#### Labeled-object pointing records:
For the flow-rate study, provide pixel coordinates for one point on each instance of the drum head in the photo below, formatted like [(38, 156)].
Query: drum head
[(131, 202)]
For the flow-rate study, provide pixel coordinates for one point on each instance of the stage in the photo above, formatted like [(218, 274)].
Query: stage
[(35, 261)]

...

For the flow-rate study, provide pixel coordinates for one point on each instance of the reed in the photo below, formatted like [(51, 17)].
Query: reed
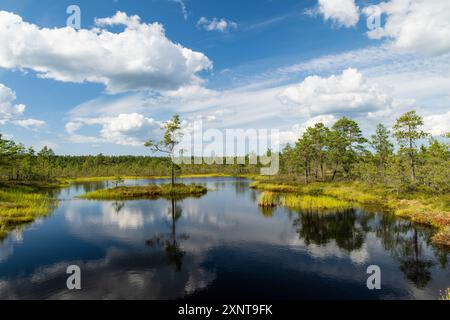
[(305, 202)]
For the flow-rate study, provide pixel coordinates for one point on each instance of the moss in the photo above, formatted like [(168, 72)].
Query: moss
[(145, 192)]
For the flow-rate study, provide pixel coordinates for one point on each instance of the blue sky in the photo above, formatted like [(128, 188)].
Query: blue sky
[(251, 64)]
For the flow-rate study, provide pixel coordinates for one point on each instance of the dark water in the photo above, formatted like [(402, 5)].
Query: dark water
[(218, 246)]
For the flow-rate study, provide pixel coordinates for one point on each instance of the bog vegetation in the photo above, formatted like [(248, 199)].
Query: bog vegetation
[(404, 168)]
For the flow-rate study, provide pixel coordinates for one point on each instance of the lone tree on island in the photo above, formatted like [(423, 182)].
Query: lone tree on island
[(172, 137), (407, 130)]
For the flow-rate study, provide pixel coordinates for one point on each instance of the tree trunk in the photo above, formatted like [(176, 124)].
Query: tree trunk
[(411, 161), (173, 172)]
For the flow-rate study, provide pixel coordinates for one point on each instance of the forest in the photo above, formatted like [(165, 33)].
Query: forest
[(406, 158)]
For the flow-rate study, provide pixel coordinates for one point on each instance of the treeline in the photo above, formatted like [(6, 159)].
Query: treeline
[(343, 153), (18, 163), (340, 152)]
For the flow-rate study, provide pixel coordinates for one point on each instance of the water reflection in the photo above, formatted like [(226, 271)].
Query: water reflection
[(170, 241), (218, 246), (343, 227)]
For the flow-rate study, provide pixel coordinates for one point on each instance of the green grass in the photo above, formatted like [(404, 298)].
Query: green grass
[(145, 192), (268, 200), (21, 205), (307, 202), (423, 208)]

--

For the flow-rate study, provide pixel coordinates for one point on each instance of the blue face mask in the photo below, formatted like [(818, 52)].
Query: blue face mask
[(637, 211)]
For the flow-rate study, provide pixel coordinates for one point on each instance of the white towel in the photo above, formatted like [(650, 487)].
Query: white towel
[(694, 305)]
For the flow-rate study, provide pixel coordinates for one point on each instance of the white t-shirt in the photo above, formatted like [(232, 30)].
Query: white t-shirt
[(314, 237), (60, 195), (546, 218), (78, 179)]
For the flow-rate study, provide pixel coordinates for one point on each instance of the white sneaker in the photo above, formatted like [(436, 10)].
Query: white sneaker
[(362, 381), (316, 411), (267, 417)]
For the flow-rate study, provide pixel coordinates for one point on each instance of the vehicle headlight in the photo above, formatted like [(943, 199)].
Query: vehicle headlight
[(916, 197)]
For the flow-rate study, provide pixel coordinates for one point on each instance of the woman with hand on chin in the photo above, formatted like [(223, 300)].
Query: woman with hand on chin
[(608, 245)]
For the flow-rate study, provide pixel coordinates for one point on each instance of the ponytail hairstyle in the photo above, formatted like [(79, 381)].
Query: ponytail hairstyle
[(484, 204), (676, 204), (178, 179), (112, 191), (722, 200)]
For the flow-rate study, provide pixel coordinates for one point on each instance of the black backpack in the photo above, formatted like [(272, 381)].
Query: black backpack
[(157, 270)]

#### What is asked:
Rewrite the records from the line with "like [(218, 274)]." up to and including the line with "[(35, 261)]", requests and all, and add 4 to every coordinate in the answers. Leave the sample coordinates in the requests unchanged, and give only these lines.

#### Final result:
For the flow-rate study, provide pixel coordinates for one point on each instance of the stage in the photo above, formatted like [(218, 274)].
Query: stage
[(39, 265)]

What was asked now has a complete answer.